[Selected extract]:
Description of the Applied Deep Well Assay Protocol for Strain Characterization

[0350] The strains disclosed in the present example were screened in 96 deep well plates using a 4-day protocol. During the first 24 hours, precultures were grown to high densities and subsequently transferred to a medium that allowed induction of gene expression and product formation. More specifically, during day 1, fresh precultures were prepared using a basal minimal medium supplemented with magnesium sulphate, thiamine and glucose. The precultures were incubated for 24 hours at 34 C. and 1000 rpm shaking and then further transferred to a new basal minimal medium (BMM, pH 7.5) in order to start the main culture. The new BMM was supplemented with magnesium sulphate, thiamine, a bolus of 20% glucose solution (50 ul per 100 mL) and a bolus of 10% lactose solution (5 ml per 100 ml). Moreover, 50% sucrose solution was provided as carbon source, accompanied by the addition of sucrose hydrolase (invertase), so that glucose was released at a rate suitable for C-limited growth. The main cultures were incubated for 72 hours at 28 C. and 1000 rpm shaking.

[0351] For the analysis of total broth, the 96-well plates were boiled at 100 C., subsequently centrifuged, and finally the supernatants were analysed by HPLC. For supernatant samples, the initial centrifugation of microtiter plates was followed by the removal of 0.1 mL supernatant for direct analysis by HPLC. For pellet samples, the cells were initially washed, then dissolved in deionized water and centrifuged. Following centrifugation, the pellets were analysed for HMO content in the cell interior after resuspension, boiling, centrifugation and analysis of the final supernatant.

Results of the Deep Well Assays Since the FutC enzyme is known to have a higher specificity for lactose than for LNT, the formation of 2-FL is favoured in futC-expressing cells (Wang et al, Mol. Microbiol., 1999, 31, 1265-1274). To promote LNFP-I synthesis in vivo, it is therefore desirable to identify -1,2-fucosyltransferases other than FutC that show higher specificity for LNT than for lactose. This has been attempted before in patent WO2019008133A1, where several -1,2-fucosyltransferases were associated with a high specificity for LNT, including the FucT54 enzyme.

[0352] In our experiments, strains that express the FutC, FucT54 or Smob enzymes were constructed and characterized in deep well assays, and samples were collected from the total broth of the cultures. All samples were analysed for HMO content by HPLC following the 72-hour protocol described above. The concentration of the detected HMOs in each sample was used to calculate the relative differences in the HMO content of the strains tested, i.e., the % HMO content of fucT54- and smob-expressing cells relative to the HMO content of futC-expressing cells. LNFP-I to 2-FL ratios were also calculated based on the HMO concentrations determined by HPLC analysis. Finally, the molar % fraction of each HMO in the final blend acquired by each strain was calculated to report the overall HMO profile of each strain.

[Task description]:
From the deep well assay description, output the passage that opens with the words containing "[0352] In our" and closes with "of each strain.". Copy it word for word. Nothing here depends on the records.

Extracted records:
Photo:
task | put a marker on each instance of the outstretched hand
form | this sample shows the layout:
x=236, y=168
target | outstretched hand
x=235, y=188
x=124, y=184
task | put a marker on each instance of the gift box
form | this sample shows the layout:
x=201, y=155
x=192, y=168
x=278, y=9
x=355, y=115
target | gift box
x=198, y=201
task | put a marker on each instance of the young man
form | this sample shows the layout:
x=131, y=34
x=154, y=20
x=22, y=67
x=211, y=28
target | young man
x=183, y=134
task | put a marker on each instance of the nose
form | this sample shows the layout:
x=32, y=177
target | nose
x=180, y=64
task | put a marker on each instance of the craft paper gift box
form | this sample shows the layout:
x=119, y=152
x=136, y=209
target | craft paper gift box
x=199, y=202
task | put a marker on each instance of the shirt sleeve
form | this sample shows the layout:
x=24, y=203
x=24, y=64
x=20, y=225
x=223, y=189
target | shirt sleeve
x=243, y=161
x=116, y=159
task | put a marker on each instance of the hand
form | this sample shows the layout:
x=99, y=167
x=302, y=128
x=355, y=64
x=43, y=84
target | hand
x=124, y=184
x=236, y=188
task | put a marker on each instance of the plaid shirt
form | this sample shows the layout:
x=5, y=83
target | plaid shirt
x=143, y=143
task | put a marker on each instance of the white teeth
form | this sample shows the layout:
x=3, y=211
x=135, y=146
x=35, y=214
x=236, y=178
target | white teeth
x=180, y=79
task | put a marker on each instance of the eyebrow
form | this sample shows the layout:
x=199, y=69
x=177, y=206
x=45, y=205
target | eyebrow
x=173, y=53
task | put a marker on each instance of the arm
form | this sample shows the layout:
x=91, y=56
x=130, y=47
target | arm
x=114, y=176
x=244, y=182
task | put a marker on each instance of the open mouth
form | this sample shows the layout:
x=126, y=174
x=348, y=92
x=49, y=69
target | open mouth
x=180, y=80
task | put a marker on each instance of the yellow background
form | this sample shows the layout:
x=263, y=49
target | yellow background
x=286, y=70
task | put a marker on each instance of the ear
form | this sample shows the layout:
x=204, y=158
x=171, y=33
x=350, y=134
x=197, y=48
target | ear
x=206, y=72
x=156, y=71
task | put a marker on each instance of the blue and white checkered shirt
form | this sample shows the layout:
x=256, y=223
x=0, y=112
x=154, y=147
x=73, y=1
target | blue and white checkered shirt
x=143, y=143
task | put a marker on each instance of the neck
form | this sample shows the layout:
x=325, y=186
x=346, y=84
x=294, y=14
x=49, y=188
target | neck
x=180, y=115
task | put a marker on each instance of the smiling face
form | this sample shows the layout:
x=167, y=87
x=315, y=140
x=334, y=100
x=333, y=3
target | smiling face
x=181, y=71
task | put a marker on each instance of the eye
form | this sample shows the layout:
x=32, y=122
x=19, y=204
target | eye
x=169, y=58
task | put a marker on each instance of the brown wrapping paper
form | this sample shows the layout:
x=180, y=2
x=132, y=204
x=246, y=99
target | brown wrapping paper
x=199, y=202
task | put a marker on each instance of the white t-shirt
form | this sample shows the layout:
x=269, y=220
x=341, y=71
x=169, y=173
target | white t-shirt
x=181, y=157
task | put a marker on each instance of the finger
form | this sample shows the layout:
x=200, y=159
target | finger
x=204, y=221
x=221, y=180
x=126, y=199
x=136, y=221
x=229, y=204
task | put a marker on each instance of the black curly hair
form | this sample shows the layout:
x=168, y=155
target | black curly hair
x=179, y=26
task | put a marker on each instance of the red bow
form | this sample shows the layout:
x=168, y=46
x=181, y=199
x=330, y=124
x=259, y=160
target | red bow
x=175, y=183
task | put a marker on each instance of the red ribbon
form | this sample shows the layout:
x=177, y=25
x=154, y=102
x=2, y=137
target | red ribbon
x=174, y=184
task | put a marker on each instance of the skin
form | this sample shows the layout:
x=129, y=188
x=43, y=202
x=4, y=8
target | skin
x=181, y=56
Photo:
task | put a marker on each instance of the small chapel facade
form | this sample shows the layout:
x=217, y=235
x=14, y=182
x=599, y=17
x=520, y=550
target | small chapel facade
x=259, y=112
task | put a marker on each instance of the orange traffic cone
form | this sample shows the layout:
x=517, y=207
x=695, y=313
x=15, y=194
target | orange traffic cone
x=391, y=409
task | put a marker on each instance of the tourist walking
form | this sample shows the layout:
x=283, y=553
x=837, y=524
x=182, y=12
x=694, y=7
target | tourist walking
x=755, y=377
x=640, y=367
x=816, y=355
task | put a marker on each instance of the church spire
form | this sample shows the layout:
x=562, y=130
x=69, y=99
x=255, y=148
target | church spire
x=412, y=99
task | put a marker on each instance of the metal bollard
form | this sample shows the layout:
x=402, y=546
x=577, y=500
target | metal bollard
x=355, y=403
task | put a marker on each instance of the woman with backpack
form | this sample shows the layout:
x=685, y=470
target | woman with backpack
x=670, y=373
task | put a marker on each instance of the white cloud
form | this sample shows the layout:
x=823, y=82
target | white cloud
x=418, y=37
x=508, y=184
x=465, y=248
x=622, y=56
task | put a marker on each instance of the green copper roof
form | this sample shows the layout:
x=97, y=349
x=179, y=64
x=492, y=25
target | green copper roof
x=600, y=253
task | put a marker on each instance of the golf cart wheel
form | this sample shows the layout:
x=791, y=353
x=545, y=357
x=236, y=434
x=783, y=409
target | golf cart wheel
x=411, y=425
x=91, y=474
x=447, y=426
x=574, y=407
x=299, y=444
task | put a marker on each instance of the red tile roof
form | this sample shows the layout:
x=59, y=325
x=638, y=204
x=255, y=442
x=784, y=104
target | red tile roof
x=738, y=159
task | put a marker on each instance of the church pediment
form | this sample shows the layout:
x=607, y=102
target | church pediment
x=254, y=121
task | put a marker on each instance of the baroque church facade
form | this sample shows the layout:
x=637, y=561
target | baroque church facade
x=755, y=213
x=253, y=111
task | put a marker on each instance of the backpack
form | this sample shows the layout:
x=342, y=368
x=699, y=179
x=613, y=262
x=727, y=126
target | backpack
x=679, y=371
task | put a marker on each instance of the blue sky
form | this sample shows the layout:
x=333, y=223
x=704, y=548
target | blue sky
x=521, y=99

[Answer box]:
[0352] In our experiments, strains that express the FutC, FucT54 or Smob enzymes were constructed and characterized in deep well assays, and samples were collected from the total broth of the cultures. All samples were analysed for HMO content by HPLC following the 72-hour protocol described above. The concentration of the detected HMOs in each sample was used to calculate the relative differences in the HMO content of the strains tested, i.e., the % HMO content of fucT54- and smob-expressing cells relative to the HMO content of futC-expressing cells. LNFP-I to 2-FL ratios were also calculated based on the HMO concentrations determined by HPLC analysis. Finally, the molar % fraction of each HMO in the final blend acquired by each strain was calculated to report the overall HMO profile of each strain.